_Excerpted records_
>>>

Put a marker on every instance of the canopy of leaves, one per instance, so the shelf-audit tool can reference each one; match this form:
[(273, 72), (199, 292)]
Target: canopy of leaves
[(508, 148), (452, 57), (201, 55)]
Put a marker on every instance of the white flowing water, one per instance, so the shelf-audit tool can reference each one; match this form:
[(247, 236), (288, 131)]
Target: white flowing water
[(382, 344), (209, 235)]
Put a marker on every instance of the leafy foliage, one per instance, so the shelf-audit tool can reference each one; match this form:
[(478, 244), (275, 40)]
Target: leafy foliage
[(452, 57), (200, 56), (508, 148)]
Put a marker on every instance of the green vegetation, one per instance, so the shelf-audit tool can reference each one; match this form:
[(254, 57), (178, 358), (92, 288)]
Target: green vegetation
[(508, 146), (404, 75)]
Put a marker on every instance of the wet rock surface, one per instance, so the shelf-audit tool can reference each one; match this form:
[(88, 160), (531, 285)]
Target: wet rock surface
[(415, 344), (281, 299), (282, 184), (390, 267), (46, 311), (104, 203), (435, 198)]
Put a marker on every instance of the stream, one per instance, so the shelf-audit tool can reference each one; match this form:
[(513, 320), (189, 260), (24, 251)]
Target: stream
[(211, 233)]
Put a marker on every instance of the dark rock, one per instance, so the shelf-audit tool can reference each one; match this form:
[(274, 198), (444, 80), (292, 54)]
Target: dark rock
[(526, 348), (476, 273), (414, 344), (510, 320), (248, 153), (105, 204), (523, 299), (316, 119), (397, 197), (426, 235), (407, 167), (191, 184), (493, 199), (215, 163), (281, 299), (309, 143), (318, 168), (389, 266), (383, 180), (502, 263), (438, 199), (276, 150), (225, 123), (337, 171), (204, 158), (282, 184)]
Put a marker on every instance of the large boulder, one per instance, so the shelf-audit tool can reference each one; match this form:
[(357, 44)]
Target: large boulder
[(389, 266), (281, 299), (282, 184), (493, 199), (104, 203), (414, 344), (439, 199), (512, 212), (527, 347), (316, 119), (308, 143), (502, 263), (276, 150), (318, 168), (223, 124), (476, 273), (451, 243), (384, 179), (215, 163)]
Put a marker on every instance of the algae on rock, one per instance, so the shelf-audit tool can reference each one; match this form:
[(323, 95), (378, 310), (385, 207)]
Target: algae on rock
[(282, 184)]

<<<
>>>

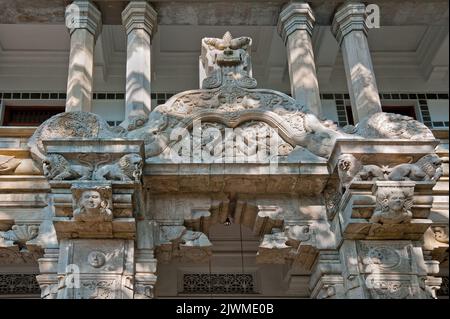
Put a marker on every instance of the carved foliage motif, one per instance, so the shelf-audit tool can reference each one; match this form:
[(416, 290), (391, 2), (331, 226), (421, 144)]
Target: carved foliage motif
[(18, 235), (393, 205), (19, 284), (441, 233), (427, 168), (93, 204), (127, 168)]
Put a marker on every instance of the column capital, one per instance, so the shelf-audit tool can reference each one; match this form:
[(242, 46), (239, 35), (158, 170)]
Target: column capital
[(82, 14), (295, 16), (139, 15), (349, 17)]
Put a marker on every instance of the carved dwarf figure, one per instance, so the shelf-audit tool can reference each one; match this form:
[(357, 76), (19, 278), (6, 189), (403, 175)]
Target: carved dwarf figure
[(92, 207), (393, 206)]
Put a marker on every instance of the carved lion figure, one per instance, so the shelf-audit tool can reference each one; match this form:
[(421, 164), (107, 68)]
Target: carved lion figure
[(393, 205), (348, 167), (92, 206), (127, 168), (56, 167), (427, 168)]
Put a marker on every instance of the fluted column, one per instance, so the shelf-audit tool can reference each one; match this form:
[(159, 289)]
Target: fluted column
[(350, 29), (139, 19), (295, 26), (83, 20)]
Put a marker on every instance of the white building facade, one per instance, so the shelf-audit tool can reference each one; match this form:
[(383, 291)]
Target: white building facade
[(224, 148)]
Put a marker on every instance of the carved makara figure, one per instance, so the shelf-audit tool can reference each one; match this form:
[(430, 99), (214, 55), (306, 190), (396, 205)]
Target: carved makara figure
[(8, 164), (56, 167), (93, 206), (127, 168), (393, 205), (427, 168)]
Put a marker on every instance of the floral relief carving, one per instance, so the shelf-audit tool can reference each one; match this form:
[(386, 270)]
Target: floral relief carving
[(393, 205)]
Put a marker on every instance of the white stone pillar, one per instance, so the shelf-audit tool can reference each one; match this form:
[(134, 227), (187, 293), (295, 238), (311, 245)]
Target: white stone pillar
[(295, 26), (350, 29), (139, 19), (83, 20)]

<<<
>>>

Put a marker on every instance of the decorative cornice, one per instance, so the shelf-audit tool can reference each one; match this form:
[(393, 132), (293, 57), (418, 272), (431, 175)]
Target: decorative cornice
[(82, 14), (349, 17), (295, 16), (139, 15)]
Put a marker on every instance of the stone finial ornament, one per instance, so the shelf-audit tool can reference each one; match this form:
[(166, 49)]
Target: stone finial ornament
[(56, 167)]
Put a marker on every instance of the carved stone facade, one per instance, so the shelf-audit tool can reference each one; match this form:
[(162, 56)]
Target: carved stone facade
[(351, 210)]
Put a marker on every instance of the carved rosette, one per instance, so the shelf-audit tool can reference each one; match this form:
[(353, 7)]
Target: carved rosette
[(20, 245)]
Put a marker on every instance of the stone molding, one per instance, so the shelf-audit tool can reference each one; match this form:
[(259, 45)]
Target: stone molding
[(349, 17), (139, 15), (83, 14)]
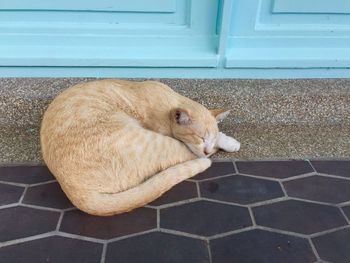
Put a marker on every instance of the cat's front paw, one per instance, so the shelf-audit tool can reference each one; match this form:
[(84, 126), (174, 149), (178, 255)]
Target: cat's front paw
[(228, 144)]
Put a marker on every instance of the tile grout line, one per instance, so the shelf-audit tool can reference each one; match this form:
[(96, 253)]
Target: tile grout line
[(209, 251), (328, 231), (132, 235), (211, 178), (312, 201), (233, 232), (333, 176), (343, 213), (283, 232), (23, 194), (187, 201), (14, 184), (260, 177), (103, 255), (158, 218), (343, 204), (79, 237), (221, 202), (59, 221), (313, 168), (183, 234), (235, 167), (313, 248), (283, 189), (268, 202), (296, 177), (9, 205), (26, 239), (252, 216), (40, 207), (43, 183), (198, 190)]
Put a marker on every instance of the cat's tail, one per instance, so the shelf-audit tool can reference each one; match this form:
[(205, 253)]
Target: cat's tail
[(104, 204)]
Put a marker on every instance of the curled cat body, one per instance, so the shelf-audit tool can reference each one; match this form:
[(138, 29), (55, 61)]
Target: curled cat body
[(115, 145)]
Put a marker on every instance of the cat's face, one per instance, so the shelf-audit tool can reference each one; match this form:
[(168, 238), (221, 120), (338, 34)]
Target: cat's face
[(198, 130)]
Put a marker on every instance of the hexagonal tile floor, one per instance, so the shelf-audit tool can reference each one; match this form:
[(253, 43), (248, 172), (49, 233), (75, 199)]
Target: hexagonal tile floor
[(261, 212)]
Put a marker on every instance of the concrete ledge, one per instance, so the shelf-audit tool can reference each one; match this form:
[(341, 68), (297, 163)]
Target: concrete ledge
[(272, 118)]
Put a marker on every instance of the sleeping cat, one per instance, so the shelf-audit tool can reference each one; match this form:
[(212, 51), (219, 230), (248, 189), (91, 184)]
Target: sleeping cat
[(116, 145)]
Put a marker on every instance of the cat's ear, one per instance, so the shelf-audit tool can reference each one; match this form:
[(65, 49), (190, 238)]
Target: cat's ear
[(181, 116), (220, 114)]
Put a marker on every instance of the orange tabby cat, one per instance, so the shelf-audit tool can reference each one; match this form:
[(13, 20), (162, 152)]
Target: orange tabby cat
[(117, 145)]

<<<

_Your instructions_
Could you retype exactly the lines above, starting at the line that contains "Put a marker on every instance of the carved makara" and ending at the line that contains "[(134, 227), (187, 293), (295, 238), (311, 245)]", and nothing more?

_Answer box_
Put a marker on every instance of the carved makara figure, one per instance, so the shelf-audit tool can reference each one; match this form:
[(430, 99), (214, 55), (306, 190), (396, 205)]
Target: carved makara figure
[(8, 164), (56, 167), (93, 206), (127, 168), (393, 205), (427, 168)]
Put a marker on every instance of the floral relief carving, one per instance, so the shelf-audit tool can reference each one; match this form:
[(386, 270)]
Target: floral relief carving
[(393, 205)]
Put a marker on every instance of the white stone pillar, one per instance, so the shelf-audit tool can reference each one; match this form:
[(134, 227), (187, 293), (295, 238), (311, 245)]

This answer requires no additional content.